Problem details => An exact copy of the records is required, minus the pictures they hold.

The records =>
[START]
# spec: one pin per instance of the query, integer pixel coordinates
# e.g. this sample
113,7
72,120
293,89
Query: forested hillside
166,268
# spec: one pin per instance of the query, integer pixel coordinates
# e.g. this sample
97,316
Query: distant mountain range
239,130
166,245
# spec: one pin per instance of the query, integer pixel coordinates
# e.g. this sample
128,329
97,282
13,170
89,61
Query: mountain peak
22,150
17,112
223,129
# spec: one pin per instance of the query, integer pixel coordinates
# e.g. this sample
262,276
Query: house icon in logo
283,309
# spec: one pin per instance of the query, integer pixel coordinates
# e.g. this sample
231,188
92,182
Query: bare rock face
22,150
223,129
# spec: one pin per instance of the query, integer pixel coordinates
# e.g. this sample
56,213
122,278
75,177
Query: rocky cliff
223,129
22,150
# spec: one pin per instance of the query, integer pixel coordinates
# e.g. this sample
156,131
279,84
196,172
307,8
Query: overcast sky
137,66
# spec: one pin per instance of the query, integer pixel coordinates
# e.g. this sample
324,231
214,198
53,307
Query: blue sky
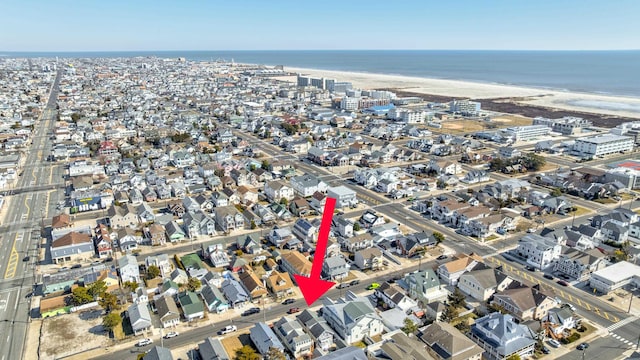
103,25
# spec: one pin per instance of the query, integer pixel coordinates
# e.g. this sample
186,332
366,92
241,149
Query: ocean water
601,72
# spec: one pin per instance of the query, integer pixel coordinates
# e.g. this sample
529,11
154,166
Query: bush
571,338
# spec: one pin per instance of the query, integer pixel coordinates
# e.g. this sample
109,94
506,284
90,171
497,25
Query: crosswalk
622,323
619,325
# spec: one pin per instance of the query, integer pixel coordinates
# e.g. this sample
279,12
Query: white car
228,329
171,334
144,342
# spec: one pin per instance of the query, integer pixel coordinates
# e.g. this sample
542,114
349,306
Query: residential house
73,246
352,318
559,321
579,265
156,234
539,251
191,306
500,336
299,206
229,218
281,237
128,269
167,311
306,185
280,284
161,261
451,271
254,285
524,303
425,286
199,224
292,335
264,338
235,293
335,268
295,263
394,297
212,349
359,242
140,318
123,216
345,197
304,230
445,342
317,327
483,281
277,190
369,258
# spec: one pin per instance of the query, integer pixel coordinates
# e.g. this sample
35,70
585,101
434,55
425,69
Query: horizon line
283,50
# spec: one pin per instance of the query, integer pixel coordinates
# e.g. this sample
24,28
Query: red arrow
312,287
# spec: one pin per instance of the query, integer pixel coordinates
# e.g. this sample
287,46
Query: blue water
603,72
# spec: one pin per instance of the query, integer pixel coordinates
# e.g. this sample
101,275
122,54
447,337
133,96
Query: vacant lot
84,330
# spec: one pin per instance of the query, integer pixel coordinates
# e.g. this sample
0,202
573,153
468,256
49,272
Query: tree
275,354
246,353
450,312
111,320
131,285
153,272
457,298
193,284
438,236
409,326
108,302
97,289
81,296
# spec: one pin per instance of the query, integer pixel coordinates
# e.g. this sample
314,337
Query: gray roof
158,353
139,316
212,349
502,333
348,353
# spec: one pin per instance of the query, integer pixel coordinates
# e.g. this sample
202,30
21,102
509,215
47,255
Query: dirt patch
84,330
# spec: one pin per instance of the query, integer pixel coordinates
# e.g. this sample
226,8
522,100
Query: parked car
171,334
373,286
228,329
144,342
251,311
555,343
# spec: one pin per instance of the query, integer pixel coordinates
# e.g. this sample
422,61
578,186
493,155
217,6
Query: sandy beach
572,101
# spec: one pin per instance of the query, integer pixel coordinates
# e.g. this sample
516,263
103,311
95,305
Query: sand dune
575,101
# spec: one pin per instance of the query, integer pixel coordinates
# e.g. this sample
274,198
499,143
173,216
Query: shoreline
598,104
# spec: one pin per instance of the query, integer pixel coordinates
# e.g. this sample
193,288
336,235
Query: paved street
19,243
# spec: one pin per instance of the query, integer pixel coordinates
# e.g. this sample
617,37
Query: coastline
600,104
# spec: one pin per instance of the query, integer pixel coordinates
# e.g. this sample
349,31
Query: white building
615,276
602,145
526,133
345,197
539,251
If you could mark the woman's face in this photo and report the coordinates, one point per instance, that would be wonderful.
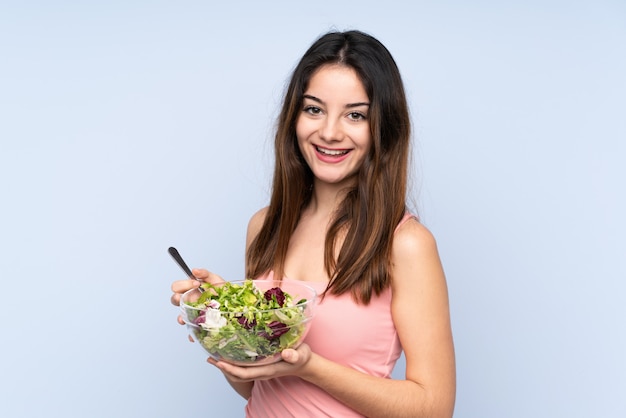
[END]
Result of the task =>
# spec: one pin per instance of the query, integer pixel coordinates
# e.g. this sample
113,7
72,120
293,89
Query: forested hillside
166,268
# spec: one pin per instance of the query, integer pixel coordinates
# e.g. this sample
97,316
Query: distant mountain range
239,130
166,245
# spec: one pin per instance of the query, integer pixel coordinates
# e.g. this sample
128,329
97,282
13,170
89,61
Query: mountain peak
22,150
17,112
223,129
# spec: one pin per instance of the query, integer pixel coordinates
# e.g. this sample
262,276
Query: house icon in logo
283,309
# spec: one pin per instance of the query, integer pixel coordinates
# e.g. this sample
231,188
92,182
Query: bare rock face
22,150
223,129
# spec: one pin per instance of the query, integer pixel coordinates
# e.g. this sample
56,213
122,278
75,177
Query: rocky cliff
223,129
22,150
# spec: one pin per instance of the query, integer pixel coordinates
# e.g. this sample
156,131
279,84
196,172
307,8
Query: overcast sky
137,66
# spec: one pin per instance of the query, integer pixel coordinates
# e.g. this sample
324,231
214,198
53,307
Query: blue sky
103,25
# spec: one pin per instance of the query, integer pixel coordinates
# e.g. this sample
186,332
366,92
241,149
Query: ocean water
601,72
# spec: one pin per instance of the query, integer pixel coordinates
# e.g. this sample
529,11
154,166
Query: bush
571,338
# spec: one pin per instance of the query, integer pixel coordinates
# e.g. this sample
109,94
506,284
90,171
497,25
Query: crosswalk
622,323
619,325
# spec: one pin per instance of the query, integer pixel coordinates
# e.g. this sample
279,12
Query: white car
228,329
171,334
144,342
# spec: one pin per instance of the query, integer pixel coordinates
# e.g. this sample
542,114
349,306
Query: residential house
73,246
352,318
559,321
579,265
156,234
539,251
191,306
500,336
299,206
229,218
281,237
128,269
167,311
306,185
280,284
161,261
451,271
254,285
524,303
425,286
199,224
292,335
264,338
235,293
335,268
295,263
394,297
212,349
359,242
140,318
123,216
345,197
304,230
445,342
317,327
483,281
277,190
369,258
# spec: one pin per instance of the query, integer pixel coordinates
# e.g. this sample
35,70
585,101
434,55
425,69
Query: horizon line
283,50
# spec: one pin per instance of the query, integer pixel coordinates
# e.g. this sample
24,28
Query: red arrow
312,287
# spec: one pin per instance of the query, integer pixel coordinates
# e.g. this sample
287,46
Query: blue water
603,72
# spec: one pin per instance of the query, integer pixel coordinates
# e.g. this sample
101,275
122,54
447,337
133,96
Query: vacant lot
84,330
# spec: one pin per instance of the query, integer pixel coordinates
# e.g. this sample
0,202
573,153
468,256
49,272
Query: tree
275,354
246,353
450,312
111,320
131,285
153,272
457,298
193,284
438,236
409,326
108,302
97,289
81,296
# spec: one pin per instance of the query, integer pixel coordinates
# e.g. this sample
314,337
Query: gray roof
158,353
139,316
212,349
502,333
348,353
# spec: one pin per instance of the query, integer pixel coordinates
# e.g. this sample
202,30
21,102
509,215
47,255
Query: dirt patch
84,330
# spec: one pin per instance of the query, integer pixel coordinates
# e.g. this sample
226,8
522,100
Query: parked car
171,334
373,286
228,329
144,342
251,311
555,343
# spec: one pin per instance of the query, integer pixel coordinates
# e.g. this sample
422,61
578,186
493,155
217,6
Query: sandy beach
572,101
# spec: one pin per instance of the query, integer pixel coordinates
# e.g. this sample
516,263
103,311
95,305
Query: sand dune
575,101
# spec: one pin per instance of the query, integer pixel coordinates
# e.g. this sample
274,198
499,143
173,216
Query: shoreline
598,104
# spec: one pin per instance of the query, integer pixel coordinates
# e.g. this sample
193,288
336,235
Query: paved street
19,243
# spec: one pin per instance of the query, integer pixel coordinates
# e.g. this sample
617,37
Query: coastline
600,104
# spec: one pin per instance of the query, integer pixel coordinates
# e.g. this sample
349,31
Query: white building
615,276
602,145
526,133
345,197
539,251
If you could mark the woman's face in this photo and report the coordinates, one point per instance, that would be wonderful.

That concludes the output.